What is Ozone?: Exploring its Dangers and Benefits

Ozone’s oxidative properties have been used for disinfection and odor removal for decades. However, ozone use does not come without risks.

The known dangers of ozone to Earth’s inhabitants beg the question—is there a better way to disinfect and deodorize?

What is Ozone?

At its molecular level, ozone is a highly reactive gas composed of three oxygen atoms. 90% of ozone exists in the stratosphere 5-10 miles above the Earth’s surface. In the stratosphere, ozone plays a crucial role in protecting human life by forming what is known as the ozone layer, which absorbs and scatters the majority of the sun’s ultraviolet rays. 

Beginning in the early 20th century, the oxidative powers of ozone were harnessed for water treatment and disinfection and are still utilized today. However, concerns are mounting over the release of ozone in the atmosphere, as high concentrations are toxic to living things. 

Besides ozone machines, ozone is introduced to the lower atmosphere through a variety of means, including:

  • Human activity: Chemical reactions in the presence of sunlight with pollutants such as volatile organic compounds (VOCs) and nitrogen oxides (NOx) can produce ozone. VOCs and NOx are emitted from things like vehicle emissions, industrial facilities, and power plants.

WORK REQUEST:
Reproduce the entire text about ozone word for word. The material that comes after this text is not needed for the task.

MATERIAL PROVIDED:
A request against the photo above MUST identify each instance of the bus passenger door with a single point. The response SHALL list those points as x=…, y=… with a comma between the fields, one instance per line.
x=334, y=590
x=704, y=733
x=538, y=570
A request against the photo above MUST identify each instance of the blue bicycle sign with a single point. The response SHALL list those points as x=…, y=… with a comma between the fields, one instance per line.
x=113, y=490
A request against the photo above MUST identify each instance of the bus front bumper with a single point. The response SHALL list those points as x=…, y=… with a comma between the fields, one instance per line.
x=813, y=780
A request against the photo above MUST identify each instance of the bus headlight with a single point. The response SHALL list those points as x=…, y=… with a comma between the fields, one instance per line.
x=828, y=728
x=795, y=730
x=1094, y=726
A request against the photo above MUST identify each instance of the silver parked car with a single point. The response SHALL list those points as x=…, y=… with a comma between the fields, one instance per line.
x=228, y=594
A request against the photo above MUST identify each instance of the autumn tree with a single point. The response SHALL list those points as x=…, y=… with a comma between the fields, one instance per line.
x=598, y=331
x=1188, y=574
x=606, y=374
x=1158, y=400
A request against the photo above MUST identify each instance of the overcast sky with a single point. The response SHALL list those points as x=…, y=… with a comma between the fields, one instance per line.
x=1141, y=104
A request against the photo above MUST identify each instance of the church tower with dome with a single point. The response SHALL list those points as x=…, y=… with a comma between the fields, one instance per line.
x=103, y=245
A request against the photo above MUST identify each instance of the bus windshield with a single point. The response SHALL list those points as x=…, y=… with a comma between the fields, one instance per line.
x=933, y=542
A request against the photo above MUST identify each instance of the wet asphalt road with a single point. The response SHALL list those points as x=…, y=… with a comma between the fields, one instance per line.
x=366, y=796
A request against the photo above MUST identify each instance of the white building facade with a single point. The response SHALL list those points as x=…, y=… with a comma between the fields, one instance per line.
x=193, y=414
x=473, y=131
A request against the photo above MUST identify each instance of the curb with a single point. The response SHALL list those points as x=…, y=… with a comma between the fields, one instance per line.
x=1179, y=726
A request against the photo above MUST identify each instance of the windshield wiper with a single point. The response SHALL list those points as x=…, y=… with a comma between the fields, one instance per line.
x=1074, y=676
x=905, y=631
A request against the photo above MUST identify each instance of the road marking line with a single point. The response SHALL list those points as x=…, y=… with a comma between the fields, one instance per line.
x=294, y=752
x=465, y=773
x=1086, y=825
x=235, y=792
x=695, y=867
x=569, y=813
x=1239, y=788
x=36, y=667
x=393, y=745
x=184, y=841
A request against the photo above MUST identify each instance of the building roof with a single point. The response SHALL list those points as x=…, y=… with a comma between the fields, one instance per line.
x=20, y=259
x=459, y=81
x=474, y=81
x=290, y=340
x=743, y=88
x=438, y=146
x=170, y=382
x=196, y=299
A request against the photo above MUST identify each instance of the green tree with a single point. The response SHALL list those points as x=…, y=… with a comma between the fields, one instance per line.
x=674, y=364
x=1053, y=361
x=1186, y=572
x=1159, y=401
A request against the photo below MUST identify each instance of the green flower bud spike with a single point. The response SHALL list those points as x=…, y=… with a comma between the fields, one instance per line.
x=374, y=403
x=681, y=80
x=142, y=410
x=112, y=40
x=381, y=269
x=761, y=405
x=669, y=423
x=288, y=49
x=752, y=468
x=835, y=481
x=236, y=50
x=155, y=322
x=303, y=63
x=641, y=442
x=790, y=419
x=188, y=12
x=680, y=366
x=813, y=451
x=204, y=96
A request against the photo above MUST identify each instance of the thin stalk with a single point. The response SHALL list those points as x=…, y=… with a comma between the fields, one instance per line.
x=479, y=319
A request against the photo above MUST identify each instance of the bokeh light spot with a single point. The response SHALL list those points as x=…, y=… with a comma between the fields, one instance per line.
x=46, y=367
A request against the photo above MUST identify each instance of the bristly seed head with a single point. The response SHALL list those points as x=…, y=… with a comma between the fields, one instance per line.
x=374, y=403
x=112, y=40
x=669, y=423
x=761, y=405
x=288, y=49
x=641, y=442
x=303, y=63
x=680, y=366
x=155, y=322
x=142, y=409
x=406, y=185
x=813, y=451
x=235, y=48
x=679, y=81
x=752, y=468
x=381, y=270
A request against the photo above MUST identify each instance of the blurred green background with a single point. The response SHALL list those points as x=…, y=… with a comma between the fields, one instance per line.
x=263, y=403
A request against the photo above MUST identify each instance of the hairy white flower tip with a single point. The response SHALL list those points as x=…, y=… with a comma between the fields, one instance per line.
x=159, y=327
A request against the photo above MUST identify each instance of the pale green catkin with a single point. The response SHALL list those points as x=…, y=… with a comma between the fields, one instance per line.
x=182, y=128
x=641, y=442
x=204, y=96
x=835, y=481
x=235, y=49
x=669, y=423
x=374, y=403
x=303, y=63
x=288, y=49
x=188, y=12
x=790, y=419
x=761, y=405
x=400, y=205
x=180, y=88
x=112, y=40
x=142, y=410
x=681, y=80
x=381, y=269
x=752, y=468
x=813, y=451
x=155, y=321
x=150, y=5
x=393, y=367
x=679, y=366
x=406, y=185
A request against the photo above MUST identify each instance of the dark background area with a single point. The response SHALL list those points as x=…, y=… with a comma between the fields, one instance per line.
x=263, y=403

TASK OUTPUT:
What is Ozone?: Exploring its Dangers and Benefits

Ozone’s oxidative properties have been used for disinfection and odor removal for decades. However, ozone use does not come without risks.

The known dangers of ozone to Earth’s inhabitants beg the question—is there a better way to disinfect and deodorize?

What is Ozone?

At its molecular level, ozone is a highly reactive gas composed of three oxygen atoms. 90% of ozone exists in the stratosphere 5-10 miles above the Earth’s surface. In the stratosphere, ozone plays a crucial role in protecting human life by forming what is known as the ozone layer, which absorbs and scatters the majority of the sun’s ultraviolet rays. 

Beginning in the early 20th century, the oxidative powers of ozone were harnessed for water treatment and disinfection and are still utilized today. However, concerns are mounting over the release of ozone in the atmosphere, as high concentrations are toxic to living things. 

Besides ozone machines, ozone is introduced to the lower atmosphere through a variety of means, including:

  • Human activity: Chemical reactions in the presence of sunlight with pollutants such as volatile organic compounds (VOCs) and nitrogen oxides (NOx) can produce ozone. VOCs and NOx are emitted from things like vehicle emissions, industrial facilities, and power plants.